▶ **EXERCISE DETAILS**
The answer must be an exact copy of the lines from the one containing "Query: bike front wheel" through the final line of the material, both included, and nothing else.

▶ **DATASET RECORDS**

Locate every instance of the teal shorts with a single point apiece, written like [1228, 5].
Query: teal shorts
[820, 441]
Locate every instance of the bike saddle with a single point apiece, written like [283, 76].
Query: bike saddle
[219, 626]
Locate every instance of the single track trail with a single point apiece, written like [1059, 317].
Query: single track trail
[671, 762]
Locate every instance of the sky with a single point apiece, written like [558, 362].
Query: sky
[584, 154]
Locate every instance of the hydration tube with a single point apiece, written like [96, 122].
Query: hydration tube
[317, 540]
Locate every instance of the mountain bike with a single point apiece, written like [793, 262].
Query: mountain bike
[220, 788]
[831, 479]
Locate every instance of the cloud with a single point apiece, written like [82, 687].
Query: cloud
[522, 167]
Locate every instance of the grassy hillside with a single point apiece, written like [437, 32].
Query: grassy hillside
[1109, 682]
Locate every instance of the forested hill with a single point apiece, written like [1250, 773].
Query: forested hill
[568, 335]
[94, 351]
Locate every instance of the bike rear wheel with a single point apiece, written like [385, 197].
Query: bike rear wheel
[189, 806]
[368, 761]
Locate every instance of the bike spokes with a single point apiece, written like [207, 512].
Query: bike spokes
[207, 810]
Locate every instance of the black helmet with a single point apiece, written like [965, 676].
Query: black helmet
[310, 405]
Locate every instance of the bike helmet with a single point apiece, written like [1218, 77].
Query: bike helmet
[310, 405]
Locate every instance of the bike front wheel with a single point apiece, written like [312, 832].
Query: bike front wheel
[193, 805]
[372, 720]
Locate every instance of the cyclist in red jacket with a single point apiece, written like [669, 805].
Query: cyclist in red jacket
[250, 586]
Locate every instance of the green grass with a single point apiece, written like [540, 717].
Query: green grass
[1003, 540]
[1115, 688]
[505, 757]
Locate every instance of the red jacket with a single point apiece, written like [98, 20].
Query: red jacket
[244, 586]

▶ **EXERCISE RESPONSE**
Query: bike front wheel
[193, 805]
[372, 720]
Locate every instance of the cyclist in red jacket with a single point apiece, written like [669, 805].
Query: cyclist in red jacket
[250, 586]
Locate every instance of the green grass with a single point apiece, written like [540, 717].
Query: green grass
[1003, 540]
[1115, 688]
[505, 757]
Locate every instance of the red jacket with a single point apiece, written like [98, 20].
Query: red jacket
[244, 586]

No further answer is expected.